Collected data entries
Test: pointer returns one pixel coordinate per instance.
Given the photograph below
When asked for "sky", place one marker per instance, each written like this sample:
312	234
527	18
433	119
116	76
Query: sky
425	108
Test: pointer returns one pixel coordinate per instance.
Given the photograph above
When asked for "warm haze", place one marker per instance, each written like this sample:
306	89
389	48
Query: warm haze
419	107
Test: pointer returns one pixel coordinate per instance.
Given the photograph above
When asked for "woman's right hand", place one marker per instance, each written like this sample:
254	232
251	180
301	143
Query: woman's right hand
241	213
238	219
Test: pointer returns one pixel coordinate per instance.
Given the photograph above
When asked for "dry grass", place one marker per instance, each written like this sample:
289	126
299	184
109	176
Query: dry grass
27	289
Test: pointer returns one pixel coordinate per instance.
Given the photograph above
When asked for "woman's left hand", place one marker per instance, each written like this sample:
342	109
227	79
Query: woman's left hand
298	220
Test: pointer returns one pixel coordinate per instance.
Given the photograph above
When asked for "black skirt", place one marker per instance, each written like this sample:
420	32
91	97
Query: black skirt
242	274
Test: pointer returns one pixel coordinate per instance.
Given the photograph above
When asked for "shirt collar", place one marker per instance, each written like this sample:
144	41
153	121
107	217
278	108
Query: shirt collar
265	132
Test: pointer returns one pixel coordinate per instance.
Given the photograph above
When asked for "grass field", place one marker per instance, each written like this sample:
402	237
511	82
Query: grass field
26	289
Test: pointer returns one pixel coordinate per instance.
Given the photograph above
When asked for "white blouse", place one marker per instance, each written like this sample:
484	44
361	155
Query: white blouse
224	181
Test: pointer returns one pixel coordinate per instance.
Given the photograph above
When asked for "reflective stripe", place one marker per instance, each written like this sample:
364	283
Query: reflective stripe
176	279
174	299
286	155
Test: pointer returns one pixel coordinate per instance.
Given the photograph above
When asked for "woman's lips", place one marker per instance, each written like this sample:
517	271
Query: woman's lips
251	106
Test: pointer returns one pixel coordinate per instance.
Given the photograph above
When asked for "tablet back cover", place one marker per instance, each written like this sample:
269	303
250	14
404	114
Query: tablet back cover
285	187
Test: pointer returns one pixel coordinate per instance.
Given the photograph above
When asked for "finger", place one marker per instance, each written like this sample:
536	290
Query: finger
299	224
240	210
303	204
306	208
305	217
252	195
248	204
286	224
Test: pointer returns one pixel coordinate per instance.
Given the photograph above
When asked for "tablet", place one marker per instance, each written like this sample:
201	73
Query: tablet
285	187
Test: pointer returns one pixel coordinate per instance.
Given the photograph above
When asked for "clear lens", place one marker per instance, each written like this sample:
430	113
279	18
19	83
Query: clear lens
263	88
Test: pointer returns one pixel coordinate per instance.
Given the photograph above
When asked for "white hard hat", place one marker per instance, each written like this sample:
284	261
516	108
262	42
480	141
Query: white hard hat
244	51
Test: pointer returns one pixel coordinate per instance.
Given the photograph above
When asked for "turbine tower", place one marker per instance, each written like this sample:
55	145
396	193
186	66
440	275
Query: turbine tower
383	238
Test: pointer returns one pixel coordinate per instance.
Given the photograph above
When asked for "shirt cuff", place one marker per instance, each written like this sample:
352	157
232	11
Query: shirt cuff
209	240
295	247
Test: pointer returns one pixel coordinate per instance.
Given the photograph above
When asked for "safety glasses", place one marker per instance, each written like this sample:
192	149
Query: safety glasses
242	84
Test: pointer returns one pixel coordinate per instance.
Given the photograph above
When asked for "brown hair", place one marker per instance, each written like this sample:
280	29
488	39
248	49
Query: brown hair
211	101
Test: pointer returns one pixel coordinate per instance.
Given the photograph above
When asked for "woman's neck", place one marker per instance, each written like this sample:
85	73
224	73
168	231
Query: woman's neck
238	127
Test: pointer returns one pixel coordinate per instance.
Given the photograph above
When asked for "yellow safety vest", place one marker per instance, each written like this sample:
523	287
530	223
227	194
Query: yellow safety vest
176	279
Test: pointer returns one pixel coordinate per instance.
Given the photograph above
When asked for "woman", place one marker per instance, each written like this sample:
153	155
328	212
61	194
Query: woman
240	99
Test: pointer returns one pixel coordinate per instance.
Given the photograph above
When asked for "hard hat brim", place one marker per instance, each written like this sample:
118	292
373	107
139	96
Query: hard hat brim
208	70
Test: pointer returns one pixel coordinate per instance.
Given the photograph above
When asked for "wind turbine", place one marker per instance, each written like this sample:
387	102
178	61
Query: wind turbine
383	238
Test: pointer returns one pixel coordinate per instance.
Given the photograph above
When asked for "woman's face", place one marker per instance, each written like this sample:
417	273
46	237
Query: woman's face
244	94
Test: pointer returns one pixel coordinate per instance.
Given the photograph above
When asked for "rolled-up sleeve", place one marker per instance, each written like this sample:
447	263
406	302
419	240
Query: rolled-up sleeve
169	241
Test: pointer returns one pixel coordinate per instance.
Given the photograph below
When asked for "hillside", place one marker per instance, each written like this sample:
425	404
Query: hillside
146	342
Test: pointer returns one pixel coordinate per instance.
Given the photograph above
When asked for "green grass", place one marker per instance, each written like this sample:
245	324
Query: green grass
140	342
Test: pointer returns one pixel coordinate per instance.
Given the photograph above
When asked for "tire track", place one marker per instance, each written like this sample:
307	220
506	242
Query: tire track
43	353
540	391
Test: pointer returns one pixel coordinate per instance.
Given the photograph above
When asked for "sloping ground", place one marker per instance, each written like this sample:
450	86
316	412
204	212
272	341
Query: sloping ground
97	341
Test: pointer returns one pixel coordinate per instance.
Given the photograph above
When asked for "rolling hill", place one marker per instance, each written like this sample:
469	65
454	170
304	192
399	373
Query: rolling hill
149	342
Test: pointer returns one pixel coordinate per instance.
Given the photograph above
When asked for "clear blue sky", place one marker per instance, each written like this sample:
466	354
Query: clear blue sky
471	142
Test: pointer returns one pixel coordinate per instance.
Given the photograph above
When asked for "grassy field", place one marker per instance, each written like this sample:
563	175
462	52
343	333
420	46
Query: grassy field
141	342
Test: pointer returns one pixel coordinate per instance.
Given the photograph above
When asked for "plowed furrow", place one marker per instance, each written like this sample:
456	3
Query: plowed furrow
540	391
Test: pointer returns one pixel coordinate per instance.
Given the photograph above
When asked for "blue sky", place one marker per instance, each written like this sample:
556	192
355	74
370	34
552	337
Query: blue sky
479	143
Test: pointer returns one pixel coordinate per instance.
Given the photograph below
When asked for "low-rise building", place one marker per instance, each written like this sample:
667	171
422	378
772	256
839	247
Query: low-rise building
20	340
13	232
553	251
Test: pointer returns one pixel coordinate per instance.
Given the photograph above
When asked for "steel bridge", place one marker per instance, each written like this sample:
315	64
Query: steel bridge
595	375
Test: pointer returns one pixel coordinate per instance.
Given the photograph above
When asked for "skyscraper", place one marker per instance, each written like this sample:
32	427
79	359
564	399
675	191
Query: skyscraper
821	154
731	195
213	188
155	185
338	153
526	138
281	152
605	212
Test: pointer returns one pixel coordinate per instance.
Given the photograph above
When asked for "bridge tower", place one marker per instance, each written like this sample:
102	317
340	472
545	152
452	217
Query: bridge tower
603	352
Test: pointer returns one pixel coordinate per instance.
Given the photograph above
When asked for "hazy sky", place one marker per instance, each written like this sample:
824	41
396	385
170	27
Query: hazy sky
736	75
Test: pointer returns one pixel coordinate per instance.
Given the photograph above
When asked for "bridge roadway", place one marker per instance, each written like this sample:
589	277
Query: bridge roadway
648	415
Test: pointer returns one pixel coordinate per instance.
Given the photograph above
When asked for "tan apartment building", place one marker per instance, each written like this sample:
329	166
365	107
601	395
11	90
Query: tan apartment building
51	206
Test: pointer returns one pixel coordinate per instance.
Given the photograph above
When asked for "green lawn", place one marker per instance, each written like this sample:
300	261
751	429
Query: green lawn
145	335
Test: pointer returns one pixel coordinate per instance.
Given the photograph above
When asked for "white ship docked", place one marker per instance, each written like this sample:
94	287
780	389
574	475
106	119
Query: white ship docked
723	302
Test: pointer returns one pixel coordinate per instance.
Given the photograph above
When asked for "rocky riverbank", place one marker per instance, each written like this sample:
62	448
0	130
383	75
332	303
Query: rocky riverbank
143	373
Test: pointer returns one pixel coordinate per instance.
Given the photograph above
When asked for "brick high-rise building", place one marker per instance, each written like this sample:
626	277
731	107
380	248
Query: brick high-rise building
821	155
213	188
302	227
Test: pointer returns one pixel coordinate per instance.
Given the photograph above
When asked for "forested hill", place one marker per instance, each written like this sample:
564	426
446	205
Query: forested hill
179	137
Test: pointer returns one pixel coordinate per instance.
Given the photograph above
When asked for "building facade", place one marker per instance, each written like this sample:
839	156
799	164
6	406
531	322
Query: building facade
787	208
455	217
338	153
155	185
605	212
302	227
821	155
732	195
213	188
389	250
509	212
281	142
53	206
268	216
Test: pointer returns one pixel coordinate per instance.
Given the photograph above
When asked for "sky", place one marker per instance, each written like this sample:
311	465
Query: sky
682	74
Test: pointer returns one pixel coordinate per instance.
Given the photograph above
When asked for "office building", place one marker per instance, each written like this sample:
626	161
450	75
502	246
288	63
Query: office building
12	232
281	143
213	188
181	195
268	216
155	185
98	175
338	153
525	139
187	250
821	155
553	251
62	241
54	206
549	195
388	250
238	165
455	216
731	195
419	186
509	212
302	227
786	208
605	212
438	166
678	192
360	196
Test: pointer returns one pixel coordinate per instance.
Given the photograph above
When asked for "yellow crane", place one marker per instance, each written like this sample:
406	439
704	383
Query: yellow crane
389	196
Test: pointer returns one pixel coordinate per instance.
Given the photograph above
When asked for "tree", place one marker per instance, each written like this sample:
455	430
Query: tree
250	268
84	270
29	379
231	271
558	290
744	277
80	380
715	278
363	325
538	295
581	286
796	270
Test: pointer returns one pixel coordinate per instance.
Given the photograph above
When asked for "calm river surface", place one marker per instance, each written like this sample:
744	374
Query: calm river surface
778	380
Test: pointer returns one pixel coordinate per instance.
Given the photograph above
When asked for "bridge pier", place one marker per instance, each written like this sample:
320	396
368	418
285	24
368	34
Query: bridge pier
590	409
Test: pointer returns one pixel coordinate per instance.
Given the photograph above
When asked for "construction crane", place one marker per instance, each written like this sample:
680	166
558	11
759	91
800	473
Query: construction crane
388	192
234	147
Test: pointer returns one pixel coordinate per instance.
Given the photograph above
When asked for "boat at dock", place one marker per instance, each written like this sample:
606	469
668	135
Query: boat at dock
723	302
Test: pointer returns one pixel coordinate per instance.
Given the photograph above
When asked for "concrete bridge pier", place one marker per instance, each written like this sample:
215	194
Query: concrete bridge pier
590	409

◆ EXERCISE OBJECTIVE: Pick out each line of the items above that contains the word "furrow" and copy those lines.

◆ SOLUTION:
When asked for "plowed furrow", place one marker per instance, each written like this sample:
Query: plowed furrow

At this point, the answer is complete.